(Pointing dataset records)
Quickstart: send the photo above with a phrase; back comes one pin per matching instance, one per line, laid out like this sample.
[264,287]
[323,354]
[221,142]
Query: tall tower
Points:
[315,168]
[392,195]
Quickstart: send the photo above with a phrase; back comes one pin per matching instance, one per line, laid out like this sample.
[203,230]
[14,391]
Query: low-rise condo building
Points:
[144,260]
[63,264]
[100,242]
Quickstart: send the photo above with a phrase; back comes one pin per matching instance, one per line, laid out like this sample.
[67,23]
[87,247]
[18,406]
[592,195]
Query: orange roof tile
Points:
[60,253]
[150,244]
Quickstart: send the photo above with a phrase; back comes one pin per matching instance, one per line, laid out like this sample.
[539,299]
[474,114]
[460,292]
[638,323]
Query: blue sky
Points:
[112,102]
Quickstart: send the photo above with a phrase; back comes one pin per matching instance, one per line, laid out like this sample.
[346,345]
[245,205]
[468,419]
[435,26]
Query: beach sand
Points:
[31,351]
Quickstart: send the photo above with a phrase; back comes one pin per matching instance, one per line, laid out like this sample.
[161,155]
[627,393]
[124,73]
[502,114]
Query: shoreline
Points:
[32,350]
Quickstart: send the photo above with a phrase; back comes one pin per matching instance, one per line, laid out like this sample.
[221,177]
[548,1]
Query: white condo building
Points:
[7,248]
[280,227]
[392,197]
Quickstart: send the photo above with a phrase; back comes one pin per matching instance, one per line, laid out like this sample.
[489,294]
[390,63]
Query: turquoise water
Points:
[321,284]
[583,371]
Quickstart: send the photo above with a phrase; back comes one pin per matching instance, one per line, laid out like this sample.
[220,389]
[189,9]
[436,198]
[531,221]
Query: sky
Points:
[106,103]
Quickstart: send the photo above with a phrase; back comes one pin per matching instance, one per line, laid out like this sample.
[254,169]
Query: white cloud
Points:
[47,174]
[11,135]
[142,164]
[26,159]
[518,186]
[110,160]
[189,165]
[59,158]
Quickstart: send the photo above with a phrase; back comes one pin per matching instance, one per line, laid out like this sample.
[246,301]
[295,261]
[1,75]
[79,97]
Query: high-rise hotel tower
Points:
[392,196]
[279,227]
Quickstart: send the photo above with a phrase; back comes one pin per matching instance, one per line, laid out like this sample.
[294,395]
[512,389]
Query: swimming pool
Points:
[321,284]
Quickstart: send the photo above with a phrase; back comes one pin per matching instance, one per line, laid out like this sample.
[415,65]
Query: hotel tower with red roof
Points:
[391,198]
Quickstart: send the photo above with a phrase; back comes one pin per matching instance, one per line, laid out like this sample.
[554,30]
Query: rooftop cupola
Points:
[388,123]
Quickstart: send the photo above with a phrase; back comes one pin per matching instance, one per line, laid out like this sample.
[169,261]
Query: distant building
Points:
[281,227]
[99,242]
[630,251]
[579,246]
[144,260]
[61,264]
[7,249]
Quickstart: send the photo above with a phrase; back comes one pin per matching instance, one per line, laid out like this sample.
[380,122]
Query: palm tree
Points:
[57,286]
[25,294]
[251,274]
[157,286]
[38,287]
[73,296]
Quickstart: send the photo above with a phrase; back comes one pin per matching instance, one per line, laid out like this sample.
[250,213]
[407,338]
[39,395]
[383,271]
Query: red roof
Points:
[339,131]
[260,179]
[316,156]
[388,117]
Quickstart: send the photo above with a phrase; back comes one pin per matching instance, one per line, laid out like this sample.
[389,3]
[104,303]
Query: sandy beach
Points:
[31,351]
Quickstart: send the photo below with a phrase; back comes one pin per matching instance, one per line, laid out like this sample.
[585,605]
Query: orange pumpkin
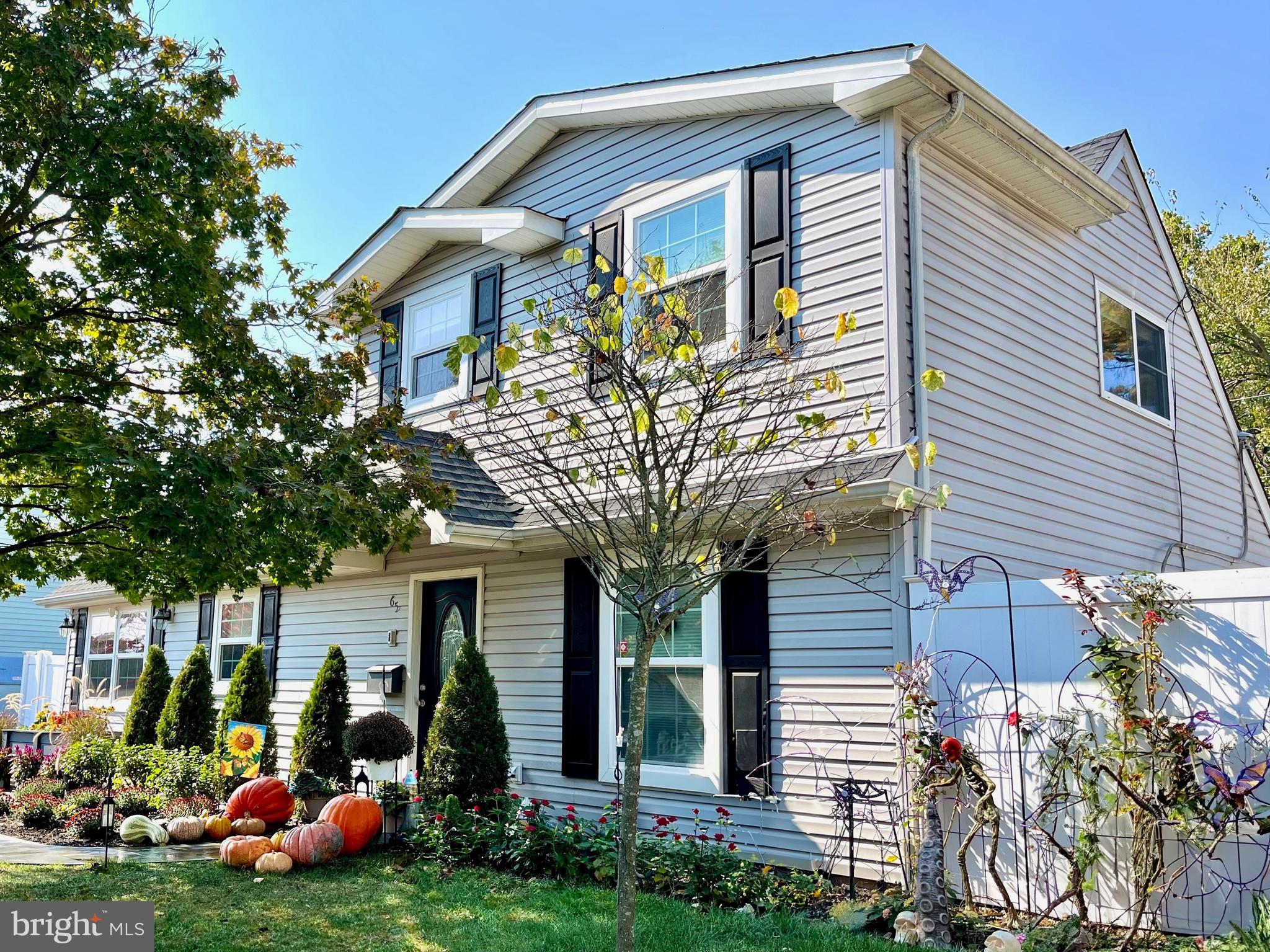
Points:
[360,819]
[313,843]
[218,827]
[244,851]
[266,799]
[248,825]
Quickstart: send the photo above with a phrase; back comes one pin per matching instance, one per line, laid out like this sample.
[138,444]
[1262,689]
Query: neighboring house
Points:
[1082,424]
[25,626]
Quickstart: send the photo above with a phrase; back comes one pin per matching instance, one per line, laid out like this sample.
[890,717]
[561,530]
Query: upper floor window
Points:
[116,654]
[696,230]
[1134,356]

(EXERCISE OBJECTIVE): Starting at the line that contains "Quickstart: send the photo below", write out every line through the end of the entries, both ends included, without any pictures.

(SOLUTION FOR THIS EXERCISE):
Quickstart: send the photo below with a phrase; back comes one pin per matching instance, one per line, laid out like this sample.
[585,605]
Query: orange pumpkin
Points:
[360,819]
[313,843]
[218,827]
[244,851]
[266,799]
[248,825]
Quickstart: send the photo above with a phrase; back comes one pin per matching instance, one per line, laid out like this sample.
[138,444]
[1262,689]
Query: neighboring house
Points:
[1082,424]
[25,626]
Quickstart: send the photo above with a phrase; back comes one pin per matching instance, one per line, laid out like this sample.
[890,717]
[561,530]
Query: upper floor window
Points:
[116,654]
[696,230]
[1134,356]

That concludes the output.